## Records supplied
# # #

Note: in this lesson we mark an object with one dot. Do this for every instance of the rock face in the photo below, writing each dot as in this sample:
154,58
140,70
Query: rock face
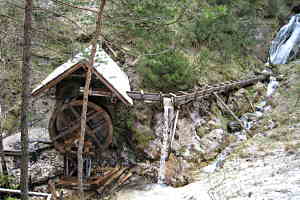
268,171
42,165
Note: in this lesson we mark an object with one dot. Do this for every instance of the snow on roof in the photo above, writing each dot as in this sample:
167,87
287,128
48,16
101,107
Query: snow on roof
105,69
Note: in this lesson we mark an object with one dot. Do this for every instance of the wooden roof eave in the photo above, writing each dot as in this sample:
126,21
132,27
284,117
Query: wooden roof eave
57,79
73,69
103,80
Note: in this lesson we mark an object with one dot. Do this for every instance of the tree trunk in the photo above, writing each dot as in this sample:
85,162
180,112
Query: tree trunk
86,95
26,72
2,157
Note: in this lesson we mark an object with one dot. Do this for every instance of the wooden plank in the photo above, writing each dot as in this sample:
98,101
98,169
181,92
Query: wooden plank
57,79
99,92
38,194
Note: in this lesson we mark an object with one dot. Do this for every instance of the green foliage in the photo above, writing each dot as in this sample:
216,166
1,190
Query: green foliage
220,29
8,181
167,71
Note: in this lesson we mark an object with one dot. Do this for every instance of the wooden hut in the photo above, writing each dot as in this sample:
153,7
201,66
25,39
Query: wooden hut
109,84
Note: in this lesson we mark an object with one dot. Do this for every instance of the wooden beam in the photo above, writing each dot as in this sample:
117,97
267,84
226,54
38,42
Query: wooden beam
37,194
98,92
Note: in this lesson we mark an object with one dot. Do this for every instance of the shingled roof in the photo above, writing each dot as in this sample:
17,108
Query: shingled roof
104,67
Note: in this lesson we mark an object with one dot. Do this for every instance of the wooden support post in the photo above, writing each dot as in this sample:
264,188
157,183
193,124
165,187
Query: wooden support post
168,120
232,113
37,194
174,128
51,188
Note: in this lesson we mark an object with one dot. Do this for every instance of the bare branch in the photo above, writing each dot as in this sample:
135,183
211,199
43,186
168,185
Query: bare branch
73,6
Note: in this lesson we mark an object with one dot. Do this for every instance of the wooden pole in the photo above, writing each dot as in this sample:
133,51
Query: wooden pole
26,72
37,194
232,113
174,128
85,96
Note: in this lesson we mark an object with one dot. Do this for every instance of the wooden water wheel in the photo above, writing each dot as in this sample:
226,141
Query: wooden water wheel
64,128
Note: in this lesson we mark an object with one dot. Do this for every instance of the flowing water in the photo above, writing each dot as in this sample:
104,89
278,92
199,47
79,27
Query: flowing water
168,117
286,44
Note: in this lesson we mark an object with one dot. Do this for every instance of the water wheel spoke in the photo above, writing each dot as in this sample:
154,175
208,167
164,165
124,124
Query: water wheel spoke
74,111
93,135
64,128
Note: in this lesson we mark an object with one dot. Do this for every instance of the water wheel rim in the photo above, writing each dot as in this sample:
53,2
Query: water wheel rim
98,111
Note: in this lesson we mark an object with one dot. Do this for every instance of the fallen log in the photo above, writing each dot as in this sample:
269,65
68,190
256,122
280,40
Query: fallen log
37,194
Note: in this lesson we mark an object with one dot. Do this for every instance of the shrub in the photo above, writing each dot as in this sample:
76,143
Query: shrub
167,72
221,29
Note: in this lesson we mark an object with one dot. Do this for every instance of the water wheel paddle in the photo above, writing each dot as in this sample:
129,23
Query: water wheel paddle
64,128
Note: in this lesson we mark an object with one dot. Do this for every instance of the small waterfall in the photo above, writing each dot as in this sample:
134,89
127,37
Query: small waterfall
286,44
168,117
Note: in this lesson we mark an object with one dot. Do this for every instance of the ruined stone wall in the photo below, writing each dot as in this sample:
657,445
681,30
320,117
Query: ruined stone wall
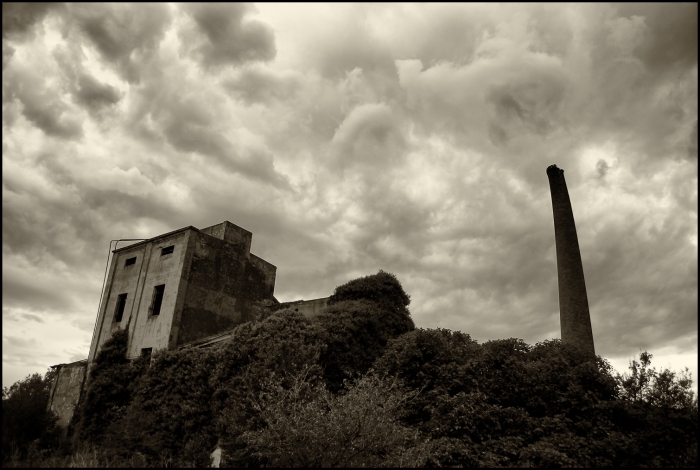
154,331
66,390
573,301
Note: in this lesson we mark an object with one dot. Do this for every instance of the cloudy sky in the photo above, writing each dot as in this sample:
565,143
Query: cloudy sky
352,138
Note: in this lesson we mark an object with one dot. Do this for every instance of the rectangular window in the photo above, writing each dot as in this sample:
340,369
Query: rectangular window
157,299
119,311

# # #

## What to do
Print only the lines running from the one containing "Query: water wheel paddle" to the end of the data above, exactly; include no pictures.

## Result for this exercise
Query: water wheel paddle
64,128
Note: in this lesson we mark an object with one dot. Do this for every instance of the small waterfall in the photo above, writing each dot as in this sample:
134,89
127,37
Query: small waterfall
286,44
168,117
Note: in this lesson we mark an object with one dot. Do this for every instance of the ruined stone wall in the photo below, writing each dot as in this sample:
657,445
681,30
320,117
Query: ruined stone wall
154,331
66,390
573,301
Note: in this lesson we mark an object with one dot. Do this for every instance of the cloudy sky in the photo above, writing each dot as in this sample:
565,143
Query: cloudy sky
352,138
Note: in this lesson we mark an object with one dot. Do this for every instance of the rectangular window in the photo above, writing each dot as in this sample:
340,369
Query: rectangular window
157,299
119,311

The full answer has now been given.